*TAREFA PROPOSTA*
Disponha em uma tabela Markdown, com as colunas "Nº" e "Linha da listagem", as linhas que vão daquela que contém "Where can you see the scaly" até o fim da listagem, ambas incluídas. Numere cada linha e deixe de fora as linhas em branco.

*DADOS FORNECIDOS*
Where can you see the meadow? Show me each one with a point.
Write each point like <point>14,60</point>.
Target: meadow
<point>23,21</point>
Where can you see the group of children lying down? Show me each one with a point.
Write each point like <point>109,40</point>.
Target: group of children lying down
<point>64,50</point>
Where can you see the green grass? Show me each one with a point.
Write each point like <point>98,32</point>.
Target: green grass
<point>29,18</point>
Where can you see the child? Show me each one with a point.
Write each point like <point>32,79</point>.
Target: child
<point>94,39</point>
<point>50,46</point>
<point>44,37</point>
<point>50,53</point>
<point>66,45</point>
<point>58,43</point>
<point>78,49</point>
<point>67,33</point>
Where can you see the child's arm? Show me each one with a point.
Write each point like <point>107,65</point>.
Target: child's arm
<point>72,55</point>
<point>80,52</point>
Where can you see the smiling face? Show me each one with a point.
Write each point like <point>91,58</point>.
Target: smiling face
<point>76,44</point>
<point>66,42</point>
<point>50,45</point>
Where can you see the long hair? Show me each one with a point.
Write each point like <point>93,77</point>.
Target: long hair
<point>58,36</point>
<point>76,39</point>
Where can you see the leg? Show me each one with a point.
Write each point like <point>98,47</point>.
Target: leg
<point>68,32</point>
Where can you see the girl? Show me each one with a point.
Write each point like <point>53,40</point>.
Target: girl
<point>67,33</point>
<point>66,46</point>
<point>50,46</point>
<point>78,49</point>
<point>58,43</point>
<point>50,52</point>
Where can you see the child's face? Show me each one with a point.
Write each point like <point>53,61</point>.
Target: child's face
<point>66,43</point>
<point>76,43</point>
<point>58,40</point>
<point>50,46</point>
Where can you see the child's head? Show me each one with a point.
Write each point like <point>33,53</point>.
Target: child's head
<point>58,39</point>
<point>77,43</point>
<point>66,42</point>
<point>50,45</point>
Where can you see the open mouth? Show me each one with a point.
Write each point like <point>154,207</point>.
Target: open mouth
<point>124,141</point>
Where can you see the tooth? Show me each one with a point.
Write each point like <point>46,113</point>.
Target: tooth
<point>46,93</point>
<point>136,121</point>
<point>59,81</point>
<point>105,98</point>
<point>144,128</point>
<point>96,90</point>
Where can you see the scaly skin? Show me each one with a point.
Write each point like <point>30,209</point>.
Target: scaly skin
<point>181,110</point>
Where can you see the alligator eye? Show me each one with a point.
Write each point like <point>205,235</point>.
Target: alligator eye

*EM RESPOSTA*
| Nº | Linha da listagem |
|---|---|
| 1 | Where can you see the scaly skin? Show me each one with a point. |
| 2 | Write each point like <point>30,209</point>. |
| 3 | Target: scaly skin |
| 4 | <point>181,110</point> |
| 5 | Where can you see the alligator eye? Show me each one with a point. |
| 6 | Write each point like <point>205,235</point>. |
| 7 | Target: alligator eye |